[What needs to be done]
From the rows below, pull out each line that contains the word "white" and copy it out.

Stored data entries:
########

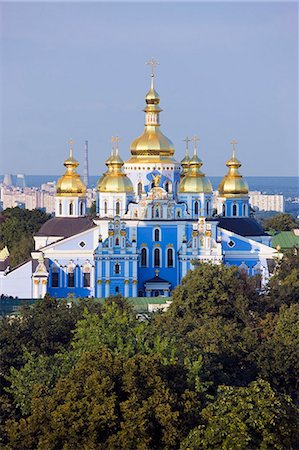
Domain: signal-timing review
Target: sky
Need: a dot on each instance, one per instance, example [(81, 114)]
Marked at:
[(77, 70)]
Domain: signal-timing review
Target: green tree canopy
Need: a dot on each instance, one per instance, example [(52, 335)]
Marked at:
[(252, 417), (281, 222), (109, 402), (17, 230)]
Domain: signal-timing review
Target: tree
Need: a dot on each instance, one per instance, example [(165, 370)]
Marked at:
[(283, 287), (252, 417), (17, 230), (213, 314), (109, 402), (281, 222), (277, 356)]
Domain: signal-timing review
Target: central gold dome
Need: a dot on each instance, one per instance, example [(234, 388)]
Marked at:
[(70, 184), (152, 145)]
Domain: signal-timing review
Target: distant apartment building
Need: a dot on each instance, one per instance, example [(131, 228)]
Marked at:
[(266, 202), (32, 197)]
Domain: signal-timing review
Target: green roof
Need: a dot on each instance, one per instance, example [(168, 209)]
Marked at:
[(285, 239)]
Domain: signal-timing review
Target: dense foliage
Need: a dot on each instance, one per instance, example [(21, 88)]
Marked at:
[(17, 230), (218, 370), (281, 222)]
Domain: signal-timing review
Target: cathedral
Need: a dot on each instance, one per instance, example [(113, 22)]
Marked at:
[(155, 217)]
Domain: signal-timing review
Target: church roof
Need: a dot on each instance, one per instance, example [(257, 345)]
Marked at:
[(65, 226), (157, 279), (244, 226)]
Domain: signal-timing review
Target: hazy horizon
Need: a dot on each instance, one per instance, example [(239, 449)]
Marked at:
[(77, 70)]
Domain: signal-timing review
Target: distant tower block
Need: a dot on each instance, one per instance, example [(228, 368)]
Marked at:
[(21, 181), (7, 180), (85, 167)]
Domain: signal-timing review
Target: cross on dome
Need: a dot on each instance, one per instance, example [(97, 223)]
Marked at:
[(71, 142), (195, 139), (152, 62), (234, 142)]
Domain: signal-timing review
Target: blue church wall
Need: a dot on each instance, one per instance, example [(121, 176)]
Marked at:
[(240, 211), (60, 287), (168, 239)]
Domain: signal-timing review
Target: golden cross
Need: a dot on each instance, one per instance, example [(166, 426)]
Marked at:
[(117, 139), (234, 142), (71, 142), (195, 139), (152, 62)]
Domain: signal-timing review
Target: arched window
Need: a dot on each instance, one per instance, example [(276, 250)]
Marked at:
[(243, 271), (170, 257), (139, 188), (55, 279), (71, 279), (157, 257), (86, 279), (143, 257), (208, 208), (157, 235)]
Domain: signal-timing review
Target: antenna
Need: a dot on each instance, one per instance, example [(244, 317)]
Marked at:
[(85, 168)]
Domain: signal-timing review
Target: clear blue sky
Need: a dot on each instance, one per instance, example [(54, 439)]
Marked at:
[(77, 70)]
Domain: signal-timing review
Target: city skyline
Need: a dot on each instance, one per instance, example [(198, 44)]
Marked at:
[(78, 71)]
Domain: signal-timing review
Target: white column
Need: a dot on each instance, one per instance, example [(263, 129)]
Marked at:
[(134, 288), (184, 268), (44, 287), (35, 287), (107, 288)]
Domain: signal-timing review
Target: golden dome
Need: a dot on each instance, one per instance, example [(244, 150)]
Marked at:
[(185, 163), (115, 180), (233, 184), (194, 180), (152, 145), (70, 184)]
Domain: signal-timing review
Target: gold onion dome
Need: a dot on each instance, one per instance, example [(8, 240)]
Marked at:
[(185, 163), (115, 180), (194, 180), (70, 184), (233, 184), (152, 145)]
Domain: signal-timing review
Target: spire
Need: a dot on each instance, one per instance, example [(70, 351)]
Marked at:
[(152, 62), (233, 184), (185, 163), (71, 142), (194, 181), (195, 161), (70, 183), (152, 145)]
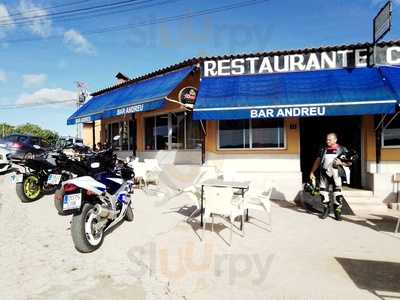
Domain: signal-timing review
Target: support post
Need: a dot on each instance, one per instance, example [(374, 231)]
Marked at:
[(94, 134)]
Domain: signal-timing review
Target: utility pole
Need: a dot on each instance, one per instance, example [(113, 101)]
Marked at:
[(80, 99)]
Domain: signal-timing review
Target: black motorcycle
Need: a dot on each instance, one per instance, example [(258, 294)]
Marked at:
[(37, 177)]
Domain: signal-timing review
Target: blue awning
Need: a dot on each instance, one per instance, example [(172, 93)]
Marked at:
[(299, 94), (141, 96)]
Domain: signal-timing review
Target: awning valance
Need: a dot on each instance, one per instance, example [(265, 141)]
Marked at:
[(299, 94), (140, 96)]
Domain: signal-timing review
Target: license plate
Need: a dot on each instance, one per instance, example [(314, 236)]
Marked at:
[(17, 178), (54, 179), (72, 201)]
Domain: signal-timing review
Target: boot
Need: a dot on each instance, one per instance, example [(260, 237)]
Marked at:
[(338, 214), (325, 213)]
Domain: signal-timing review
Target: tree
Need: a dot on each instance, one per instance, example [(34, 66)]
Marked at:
[(5, 129), (48, 135)]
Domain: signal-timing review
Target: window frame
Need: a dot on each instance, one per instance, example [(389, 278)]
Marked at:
[(169, 132), (383, 138), (250, 148), (383, 142)]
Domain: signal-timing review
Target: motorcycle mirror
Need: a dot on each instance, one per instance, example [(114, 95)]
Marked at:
[(95, 165)]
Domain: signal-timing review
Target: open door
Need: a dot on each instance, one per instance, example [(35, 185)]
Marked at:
[(313, 133)]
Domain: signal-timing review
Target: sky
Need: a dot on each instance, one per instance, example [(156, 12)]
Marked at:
[(43, 53)]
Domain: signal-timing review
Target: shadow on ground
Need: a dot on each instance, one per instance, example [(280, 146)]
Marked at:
[(381, 278)]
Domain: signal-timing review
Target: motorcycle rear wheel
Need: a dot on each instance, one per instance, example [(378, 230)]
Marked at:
[(129, 214), (30, 189), (85, 238)]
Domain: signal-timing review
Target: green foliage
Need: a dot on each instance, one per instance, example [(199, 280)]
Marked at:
[(50, 136)]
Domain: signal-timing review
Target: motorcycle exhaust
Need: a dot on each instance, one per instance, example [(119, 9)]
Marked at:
[(104, 212)]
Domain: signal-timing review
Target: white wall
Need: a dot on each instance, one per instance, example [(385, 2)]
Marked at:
[(381, 183), (173, 157)]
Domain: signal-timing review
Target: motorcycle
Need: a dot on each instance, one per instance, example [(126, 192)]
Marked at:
[(97, 205), (39, 176), (35, 177)]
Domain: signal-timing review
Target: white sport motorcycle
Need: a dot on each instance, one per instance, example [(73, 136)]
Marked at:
[(97, 203)]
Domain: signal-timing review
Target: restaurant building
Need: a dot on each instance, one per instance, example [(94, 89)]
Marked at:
[(263, 115)]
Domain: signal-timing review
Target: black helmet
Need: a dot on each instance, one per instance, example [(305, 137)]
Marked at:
[(311, 189), (349, 156)]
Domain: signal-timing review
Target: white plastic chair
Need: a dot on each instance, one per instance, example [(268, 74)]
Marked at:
[(259, 199), (194, 191), (220, 202)]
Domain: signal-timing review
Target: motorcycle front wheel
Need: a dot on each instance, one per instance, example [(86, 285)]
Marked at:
[(85, 235), (30, 189)]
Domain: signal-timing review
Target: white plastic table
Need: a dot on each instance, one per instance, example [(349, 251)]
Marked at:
[(241, 185)]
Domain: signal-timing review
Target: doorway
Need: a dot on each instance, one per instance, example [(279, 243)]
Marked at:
[(313, 133)]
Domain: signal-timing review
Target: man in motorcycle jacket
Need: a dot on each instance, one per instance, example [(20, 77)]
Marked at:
[(329, 162)]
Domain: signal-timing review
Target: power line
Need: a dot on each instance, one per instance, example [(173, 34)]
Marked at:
[(116, 10), (28, 19), (49, 7), (156, 21), (25, 105)]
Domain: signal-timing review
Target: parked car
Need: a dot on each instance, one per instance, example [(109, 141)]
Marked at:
[(66, 142), (4, 162), (22, 146)]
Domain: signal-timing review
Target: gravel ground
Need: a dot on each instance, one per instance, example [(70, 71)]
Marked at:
[(159, 256)]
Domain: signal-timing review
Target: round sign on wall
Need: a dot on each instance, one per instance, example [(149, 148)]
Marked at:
[(188, 95)]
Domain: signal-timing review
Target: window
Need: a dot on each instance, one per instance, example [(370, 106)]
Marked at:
[(172, 131), (161, 132), (391, 135), (127, 132), (234, 134), (251, 134)]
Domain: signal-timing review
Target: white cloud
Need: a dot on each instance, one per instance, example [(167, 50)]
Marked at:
[(39, 24), (31, 80), (6, 23), (77, 42), (49, 96), (375, 2), (3, 76)]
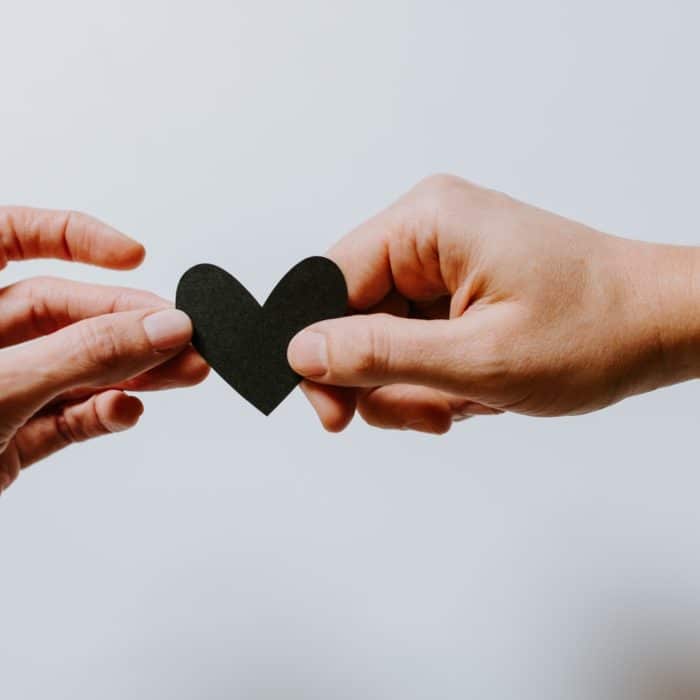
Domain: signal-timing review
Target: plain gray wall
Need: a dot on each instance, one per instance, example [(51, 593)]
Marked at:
[(214, 553)]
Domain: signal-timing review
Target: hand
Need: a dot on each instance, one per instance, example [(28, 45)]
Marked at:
[(469, 302), (92, 342)]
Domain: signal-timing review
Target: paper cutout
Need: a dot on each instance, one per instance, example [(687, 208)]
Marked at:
[(245, 343)]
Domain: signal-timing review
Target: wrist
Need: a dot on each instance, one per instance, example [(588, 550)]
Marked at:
[(666, 289)]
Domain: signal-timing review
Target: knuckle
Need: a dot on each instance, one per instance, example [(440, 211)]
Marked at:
[(100, 344), (372, 352)]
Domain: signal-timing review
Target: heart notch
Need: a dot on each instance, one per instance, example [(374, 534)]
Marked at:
[(246, 343)]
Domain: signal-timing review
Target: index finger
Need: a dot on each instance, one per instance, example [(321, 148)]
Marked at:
[(27, 233)]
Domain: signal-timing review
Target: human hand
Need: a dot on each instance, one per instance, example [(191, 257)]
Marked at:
[(469, 302), (90, 342)]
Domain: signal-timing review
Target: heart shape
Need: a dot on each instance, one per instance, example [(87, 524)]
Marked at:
[(246, 343)]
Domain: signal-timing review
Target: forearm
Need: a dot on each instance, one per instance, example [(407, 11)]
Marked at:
[(666, 301)]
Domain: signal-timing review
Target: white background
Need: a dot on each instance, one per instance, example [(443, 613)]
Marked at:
[(214, 553)]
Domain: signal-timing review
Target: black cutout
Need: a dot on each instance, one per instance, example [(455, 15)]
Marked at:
[(247, 343)]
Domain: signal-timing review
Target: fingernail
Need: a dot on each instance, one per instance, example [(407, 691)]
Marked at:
[(168, 329), (308, 354), (5, 481), (462, 416)]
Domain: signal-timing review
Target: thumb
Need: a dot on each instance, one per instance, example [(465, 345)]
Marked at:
[(96, 352), (377, 349)]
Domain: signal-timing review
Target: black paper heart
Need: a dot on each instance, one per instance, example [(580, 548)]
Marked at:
[(247, 343)]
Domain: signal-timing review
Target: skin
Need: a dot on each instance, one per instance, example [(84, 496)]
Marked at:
[(90, 342), (468, 302)]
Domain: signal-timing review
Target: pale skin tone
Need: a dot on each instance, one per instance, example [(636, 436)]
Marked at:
[(91, 344), (468, 302)]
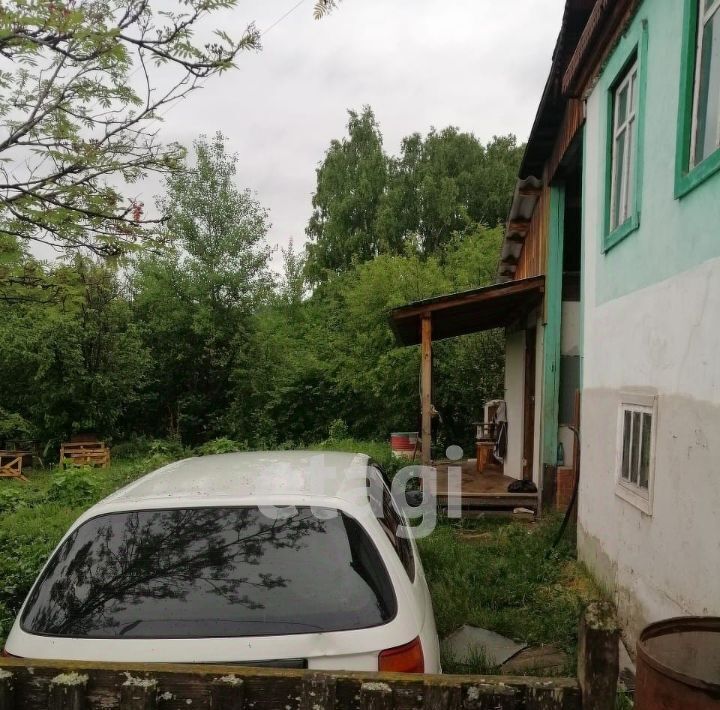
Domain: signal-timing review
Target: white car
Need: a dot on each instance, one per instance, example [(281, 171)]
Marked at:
[(271, 559)]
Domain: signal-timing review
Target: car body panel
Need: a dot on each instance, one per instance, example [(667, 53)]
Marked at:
[(263, 479)]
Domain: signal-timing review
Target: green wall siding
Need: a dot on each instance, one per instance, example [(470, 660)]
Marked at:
[(674, 234), (553, 306)]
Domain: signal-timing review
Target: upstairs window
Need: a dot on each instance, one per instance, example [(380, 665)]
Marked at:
[(624, 148), (706, 104), (698, 133), (625, 77)]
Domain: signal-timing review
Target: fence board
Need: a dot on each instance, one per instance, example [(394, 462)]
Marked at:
[(179, 687)]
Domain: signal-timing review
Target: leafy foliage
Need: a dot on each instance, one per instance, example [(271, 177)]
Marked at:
[(79, 100), (441, 186), (75, 364), (222, 445)]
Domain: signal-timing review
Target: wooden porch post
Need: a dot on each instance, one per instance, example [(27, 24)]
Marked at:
[(426, 387)]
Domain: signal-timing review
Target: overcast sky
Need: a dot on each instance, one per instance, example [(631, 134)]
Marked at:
[(477, 64)]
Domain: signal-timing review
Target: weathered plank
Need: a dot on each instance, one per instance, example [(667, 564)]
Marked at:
[(7, 691), (319, 692), (227, 693), (67, 691), (485, 695), (203, 687), (442, 696), (138, 693), (598, 656), (376, 695)]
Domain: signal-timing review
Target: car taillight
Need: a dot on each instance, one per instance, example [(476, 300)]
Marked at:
[(403, 659)]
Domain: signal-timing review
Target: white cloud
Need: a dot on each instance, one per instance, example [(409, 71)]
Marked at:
[(477, 64)]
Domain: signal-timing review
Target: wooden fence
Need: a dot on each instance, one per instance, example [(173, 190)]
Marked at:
[(87, 686), (84, 453), (68, 685)]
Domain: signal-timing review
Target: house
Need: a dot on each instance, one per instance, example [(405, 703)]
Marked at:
[(617, 215), (629, 239)]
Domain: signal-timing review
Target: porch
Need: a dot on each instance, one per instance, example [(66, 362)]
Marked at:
[(484, 488), (485, 492)]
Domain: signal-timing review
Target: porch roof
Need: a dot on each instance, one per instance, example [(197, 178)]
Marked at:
[(466, 312)]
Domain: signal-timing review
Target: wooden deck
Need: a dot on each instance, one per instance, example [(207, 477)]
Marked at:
[(485, 491)]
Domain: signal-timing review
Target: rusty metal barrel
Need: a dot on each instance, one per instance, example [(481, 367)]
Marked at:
[(678, 665)]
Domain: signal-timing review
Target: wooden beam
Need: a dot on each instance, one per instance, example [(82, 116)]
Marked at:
[(426, 388), (474, 297)]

########

[Answer]
Target: white column
Target: white wall
Target: white sport motorcycle
Target: white plastic chair
Target: white plastic table
Target: white cloud
Target: white background
Target: white car
Target: white cloud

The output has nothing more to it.